Für Österreich prognostizieren die Wirtschaftsforscher in dieser Gemengelage Folgendes: Die Wirtschaft wird heuer um 5,25 Prozent einbrechen, die Arbeitslosigkeit wird nach Definition des Arbeitsmarktservice (AMS) – Anteil der unselbstständigen Erwerbspersonen – auf 8,7 Prozent steigen. Allerdings wird es laut Prognose im Jahr darauf einen verhaltenen Rebound geben und das BIP um 3,5 Prozent wachsen. 2019 war die heimische Wirtschaft um 1,6 Prozent gewachsen.

Kein Optimismus

Die wirtschaftlichen Schäden des Lockdowns würden laut Wifo gravierender ausfallen, würde die Bundesregierung nicht gegensteuern. Die budgetwirksamen Maßnahmen umfassen Aufwendungen für Kurzarbeitshilfe sowie Härte- und Notfallfonds und belaufen sich laut Wifo auf mehr als zwölf Milliarden Euro. Zieht man erwartete Steuerausfälle hinzu, steht unterm Strich für 2020 ein Budgetdefizit von 7,4 Prozent. Die Staatsschuld steigt um nahezu zehn Prozentpunkte auf 80,2 Prozent.

Seit Ausbruch der Corona-Pandemie sind die Prognosen für die heimische Wirtschaft immer düsterer geworden.

:::::

Fragen zum Material:
A - Beantworte die folgenden Fragen zum Text über die Wifo-Prognose.
(i) Um wie viel Prozent war die heimische Wirtschaft 2019 gewachsen?
(ii) Auf wie viel Prozent steigt die Staatsschuld?
(iii) Auf welchen Wert soll die Arbeitslosigkeit nach Definition des AMS steigen?
B - Ersetze im Text über die Wifo-Prognose „Budgetdefizit“ durch „Haushaltsdefizit“ und gib den Abschnitt zwischen „Die wirtschaftlichen Schäden“ und „immer düsterer geworden.“ einschließlich wieder.

Angezeigte Informationen:
:::::

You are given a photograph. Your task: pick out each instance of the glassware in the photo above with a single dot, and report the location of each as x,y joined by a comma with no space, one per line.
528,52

:::::

Lösungen der Aufgaben:
A -
(i) Um 1,6 Prozent.
(ii) Auf 80,2 Prozent.
(iii) Auf 8,7 Prozent.

B -
Die wirtschaftlichen Schäden des Lockdowns würden laut Wifo gravierender ausfallen, würde die Bundesregierung nicht gegensteuern. Die budgetwirksamen Maßnahmen umfassen Aufwendungen für Kurzarbeitshilfe sowie Härte- und Notfallfonds und belaufen sich laut Wifo auf mehr als zwölf Milliarden Euro. Zieht man erwartete Steuerausfälle hinzu, steht unterm Strich für 2020 ein Haushaltsdefizit von 7,4 Prozent. Die Staatsschuld steigt um nahezu zehn Prozentpunkte auf 80,2 Prozent.

Seit Ausbruch der Corona-Pandemie sind die Prognosen für die heimische Wirtschaft immer düsterer geworden.